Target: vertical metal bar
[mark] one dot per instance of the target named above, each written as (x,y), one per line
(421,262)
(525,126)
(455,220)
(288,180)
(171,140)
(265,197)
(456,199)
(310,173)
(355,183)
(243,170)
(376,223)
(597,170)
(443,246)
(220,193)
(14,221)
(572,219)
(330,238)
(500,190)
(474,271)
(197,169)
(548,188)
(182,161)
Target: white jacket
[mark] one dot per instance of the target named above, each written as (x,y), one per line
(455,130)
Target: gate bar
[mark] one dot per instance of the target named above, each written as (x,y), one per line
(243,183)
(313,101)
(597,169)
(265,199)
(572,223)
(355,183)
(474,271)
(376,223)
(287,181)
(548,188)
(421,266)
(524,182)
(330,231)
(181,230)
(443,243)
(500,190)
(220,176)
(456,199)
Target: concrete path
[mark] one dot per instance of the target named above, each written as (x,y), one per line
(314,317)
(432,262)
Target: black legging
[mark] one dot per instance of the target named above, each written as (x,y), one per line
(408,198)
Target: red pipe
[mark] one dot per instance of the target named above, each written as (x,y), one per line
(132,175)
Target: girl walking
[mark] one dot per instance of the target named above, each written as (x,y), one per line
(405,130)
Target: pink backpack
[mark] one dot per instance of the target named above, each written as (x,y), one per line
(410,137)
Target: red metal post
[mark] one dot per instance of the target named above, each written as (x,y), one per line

--

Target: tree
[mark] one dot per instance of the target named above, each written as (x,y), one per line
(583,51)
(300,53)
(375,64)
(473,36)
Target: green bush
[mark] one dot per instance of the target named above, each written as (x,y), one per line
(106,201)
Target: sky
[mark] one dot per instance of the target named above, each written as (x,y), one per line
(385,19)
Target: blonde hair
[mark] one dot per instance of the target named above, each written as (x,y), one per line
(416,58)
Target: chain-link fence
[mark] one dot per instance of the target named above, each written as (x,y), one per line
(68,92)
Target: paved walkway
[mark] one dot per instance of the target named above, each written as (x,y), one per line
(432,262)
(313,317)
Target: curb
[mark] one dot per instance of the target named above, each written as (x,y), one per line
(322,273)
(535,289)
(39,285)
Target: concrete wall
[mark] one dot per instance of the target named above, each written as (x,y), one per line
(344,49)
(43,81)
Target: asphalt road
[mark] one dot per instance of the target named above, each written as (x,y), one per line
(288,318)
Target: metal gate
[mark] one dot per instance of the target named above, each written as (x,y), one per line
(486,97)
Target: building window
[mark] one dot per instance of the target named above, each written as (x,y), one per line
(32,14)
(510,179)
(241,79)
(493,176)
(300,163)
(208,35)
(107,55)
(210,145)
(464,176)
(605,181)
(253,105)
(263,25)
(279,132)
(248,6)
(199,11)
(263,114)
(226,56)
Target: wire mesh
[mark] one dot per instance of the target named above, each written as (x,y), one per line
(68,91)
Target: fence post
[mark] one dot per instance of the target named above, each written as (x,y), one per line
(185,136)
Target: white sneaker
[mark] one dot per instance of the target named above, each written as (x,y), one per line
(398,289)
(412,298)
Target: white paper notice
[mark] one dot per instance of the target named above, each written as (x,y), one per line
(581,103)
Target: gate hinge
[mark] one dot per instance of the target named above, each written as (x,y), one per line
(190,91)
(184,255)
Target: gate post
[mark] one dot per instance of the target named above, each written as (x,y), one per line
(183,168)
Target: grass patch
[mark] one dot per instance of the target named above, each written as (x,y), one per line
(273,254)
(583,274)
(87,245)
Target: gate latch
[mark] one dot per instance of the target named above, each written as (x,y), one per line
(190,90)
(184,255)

...

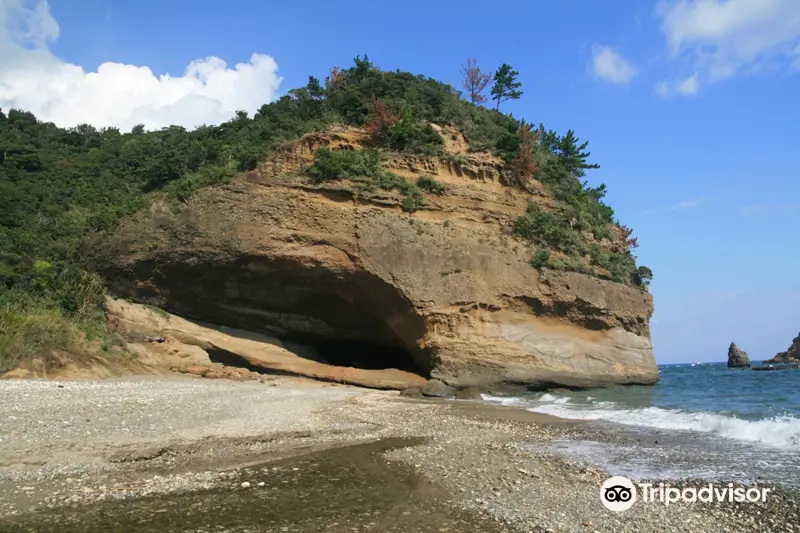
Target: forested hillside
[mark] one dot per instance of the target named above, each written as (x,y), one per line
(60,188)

- **What is needed**:
Gather every line of the data above that contains the string "metal". The match is case-sensitive.

- **Problem solution**:
Target: vertical metal bar
Target: red metal post
Target: metal gate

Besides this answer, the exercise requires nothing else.